### TASK DATA
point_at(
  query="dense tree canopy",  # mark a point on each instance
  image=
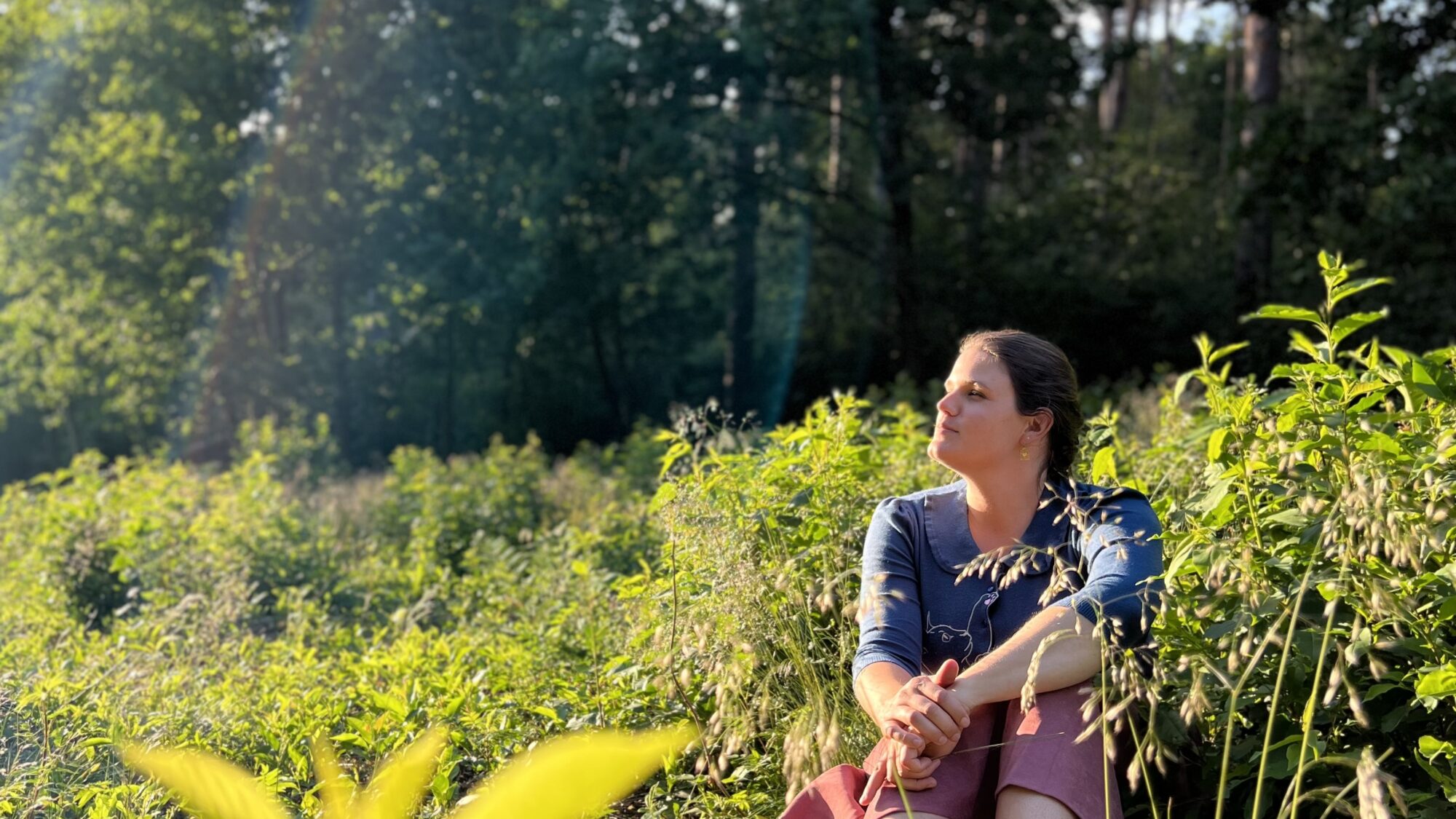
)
(439, 221)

### REQUIRED WORK
Retype the lines above character for character, omitting the picture.

### WORKED SOLUTION
point_at(
  query="dense tree canopy",  # mark a point on each instance
  image=
)
(439, 221)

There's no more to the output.